Copy exactly the line that contains "Where can the shark" plus all remaining lines of the data, and leave out every line before it.

[Records from a data source]

────

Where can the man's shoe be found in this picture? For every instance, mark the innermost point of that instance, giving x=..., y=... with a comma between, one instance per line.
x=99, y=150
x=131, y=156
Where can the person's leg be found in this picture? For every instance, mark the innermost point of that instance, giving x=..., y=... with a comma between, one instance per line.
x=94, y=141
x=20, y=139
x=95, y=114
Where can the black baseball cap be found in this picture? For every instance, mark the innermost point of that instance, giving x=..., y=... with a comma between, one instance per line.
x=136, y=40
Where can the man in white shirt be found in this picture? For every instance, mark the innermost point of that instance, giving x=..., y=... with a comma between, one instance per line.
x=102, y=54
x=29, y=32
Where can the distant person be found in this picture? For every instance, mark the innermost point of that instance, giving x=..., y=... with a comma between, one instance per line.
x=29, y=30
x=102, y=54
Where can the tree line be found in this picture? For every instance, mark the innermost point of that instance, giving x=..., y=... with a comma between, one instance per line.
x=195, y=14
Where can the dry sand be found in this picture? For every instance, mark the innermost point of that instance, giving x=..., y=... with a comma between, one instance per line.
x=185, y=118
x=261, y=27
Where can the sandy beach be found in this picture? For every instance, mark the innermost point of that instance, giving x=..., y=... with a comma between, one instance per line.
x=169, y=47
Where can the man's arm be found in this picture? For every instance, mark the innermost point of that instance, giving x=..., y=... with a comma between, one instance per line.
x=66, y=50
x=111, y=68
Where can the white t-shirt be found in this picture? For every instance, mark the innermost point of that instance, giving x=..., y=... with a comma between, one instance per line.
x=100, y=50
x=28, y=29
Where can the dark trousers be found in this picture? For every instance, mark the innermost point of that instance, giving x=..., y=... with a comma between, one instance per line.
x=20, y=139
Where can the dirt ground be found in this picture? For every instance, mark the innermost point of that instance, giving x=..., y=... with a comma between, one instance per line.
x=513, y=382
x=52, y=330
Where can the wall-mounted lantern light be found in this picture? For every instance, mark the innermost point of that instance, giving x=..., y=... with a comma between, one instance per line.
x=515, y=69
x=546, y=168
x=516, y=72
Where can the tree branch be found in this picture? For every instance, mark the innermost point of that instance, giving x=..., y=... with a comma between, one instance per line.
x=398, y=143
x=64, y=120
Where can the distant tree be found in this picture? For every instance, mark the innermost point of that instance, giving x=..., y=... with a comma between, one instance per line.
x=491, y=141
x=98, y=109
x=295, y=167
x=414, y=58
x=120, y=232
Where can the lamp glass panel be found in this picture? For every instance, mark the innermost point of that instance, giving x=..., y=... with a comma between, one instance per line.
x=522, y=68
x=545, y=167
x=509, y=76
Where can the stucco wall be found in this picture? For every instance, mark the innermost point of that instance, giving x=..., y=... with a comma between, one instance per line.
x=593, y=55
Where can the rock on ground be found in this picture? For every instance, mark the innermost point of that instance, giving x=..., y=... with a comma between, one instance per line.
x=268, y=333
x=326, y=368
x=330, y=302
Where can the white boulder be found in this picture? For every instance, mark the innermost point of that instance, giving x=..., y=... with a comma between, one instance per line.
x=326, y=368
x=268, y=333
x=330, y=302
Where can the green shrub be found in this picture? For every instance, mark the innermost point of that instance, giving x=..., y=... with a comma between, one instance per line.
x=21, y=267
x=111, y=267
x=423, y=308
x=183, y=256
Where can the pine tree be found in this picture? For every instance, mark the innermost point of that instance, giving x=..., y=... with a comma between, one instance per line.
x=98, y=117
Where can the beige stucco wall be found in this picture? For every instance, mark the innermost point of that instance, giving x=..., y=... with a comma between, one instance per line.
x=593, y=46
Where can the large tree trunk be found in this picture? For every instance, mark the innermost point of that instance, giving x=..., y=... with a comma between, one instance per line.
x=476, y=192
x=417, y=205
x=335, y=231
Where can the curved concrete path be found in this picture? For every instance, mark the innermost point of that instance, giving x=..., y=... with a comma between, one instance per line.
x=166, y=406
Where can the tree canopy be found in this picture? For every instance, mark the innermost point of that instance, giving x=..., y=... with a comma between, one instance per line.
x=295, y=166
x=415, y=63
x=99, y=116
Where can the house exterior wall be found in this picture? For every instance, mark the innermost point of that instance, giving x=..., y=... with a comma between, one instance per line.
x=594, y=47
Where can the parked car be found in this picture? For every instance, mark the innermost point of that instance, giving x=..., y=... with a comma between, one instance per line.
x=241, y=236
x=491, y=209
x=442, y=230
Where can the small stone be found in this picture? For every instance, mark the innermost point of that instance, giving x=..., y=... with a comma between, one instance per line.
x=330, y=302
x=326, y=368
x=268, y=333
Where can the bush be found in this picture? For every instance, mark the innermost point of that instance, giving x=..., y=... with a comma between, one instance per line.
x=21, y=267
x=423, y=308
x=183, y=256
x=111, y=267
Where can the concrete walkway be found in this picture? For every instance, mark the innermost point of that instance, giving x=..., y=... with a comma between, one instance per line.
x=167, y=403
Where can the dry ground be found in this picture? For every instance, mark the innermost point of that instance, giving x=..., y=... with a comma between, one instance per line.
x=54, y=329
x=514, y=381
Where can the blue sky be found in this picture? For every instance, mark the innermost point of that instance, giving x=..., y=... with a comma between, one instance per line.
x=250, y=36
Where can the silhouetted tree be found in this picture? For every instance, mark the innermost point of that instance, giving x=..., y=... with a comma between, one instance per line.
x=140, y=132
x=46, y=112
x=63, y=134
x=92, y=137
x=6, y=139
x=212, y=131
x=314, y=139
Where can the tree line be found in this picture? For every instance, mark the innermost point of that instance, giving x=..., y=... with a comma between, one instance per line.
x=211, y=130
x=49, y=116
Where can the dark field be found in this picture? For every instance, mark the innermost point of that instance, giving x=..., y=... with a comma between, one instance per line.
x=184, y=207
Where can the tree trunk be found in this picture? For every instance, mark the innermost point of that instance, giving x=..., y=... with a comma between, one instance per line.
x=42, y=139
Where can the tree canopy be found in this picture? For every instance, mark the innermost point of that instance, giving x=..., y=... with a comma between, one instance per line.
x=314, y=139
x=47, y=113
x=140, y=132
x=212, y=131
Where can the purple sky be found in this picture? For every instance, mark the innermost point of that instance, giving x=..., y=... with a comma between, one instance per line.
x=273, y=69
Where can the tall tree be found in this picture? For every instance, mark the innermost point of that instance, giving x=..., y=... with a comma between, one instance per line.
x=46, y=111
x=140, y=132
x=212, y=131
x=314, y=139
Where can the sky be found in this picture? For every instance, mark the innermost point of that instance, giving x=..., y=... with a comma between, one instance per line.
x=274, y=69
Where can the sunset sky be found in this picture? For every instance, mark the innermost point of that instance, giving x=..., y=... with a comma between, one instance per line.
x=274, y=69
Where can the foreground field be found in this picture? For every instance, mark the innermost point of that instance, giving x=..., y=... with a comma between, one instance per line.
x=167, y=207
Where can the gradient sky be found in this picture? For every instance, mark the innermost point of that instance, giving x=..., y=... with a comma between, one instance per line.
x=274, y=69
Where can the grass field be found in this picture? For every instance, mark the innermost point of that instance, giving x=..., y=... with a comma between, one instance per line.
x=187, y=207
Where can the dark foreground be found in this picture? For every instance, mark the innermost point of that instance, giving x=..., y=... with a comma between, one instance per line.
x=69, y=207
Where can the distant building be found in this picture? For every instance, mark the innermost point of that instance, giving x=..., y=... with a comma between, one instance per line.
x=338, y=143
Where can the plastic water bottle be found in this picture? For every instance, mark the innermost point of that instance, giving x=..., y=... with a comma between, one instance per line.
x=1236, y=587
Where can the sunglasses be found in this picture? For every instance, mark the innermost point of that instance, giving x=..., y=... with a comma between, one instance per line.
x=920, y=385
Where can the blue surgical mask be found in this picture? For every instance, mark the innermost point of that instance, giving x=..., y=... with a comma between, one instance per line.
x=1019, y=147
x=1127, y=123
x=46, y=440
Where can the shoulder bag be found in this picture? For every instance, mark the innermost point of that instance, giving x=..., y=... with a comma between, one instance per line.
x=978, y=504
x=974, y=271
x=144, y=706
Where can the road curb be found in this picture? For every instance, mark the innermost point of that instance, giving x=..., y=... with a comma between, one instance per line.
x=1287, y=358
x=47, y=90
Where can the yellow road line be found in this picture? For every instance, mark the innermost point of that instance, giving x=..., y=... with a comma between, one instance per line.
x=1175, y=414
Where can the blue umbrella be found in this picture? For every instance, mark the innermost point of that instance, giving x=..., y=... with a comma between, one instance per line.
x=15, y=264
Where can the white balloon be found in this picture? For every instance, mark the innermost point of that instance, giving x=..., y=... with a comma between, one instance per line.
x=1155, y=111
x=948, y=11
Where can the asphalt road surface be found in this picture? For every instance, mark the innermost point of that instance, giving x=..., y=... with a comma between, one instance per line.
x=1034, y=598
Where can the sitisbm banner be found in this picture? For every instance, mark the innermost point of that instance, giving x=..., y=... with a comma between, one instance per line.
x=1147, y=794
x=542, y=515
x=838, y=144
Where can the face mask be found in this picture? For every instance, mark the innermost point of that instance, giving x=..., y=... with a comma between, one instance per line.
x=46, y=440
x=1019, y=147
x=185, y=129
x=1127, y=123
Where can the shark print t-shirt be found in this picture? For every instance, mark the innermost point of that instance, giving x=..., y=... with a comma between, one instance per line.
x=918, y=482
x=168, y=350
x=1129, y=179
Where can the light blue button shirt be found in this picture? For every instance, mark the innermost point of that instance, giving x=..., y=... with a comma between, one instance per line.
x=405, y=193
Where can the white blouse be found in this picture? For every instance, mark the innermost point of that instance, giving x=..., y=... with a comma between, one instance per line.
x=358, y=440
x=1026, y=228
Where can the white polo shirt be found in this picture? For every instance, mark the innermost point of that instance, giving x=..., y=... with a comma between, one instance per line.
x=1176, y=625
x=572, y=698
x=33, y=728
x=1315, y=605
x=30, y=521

────

WRITTEN RESPONSE:
Where can the shark print t-shirt be found in this picture? For every instance, mark the innermost point of that instance, giving x=..., y=... with a comma between, one instance per line.
x=918, y=482
x=168, y=350
x=1129, y=179
Where can the light blue button shirt be found in this picture? For every instance, mark the innermost point of that instance, giving x=..., y=... with a comma between, one instance per line.
x=405, y=193
Where can the white blouse be found in this picture? For every instance, mark the innermost point of that instance, giving x=..., y=... with a comma between, one instance per line.
x=358, y=440
x=1026, y=228
Where can the white polo shirt be found in this picture? For every instance, mark the innermost point of that instance, giving x=..., y=... with a comma between, one instance per line.
x=1176, y=625
x=572, y=698
x=33, y=728
x=1315, y=605
x=30, y=521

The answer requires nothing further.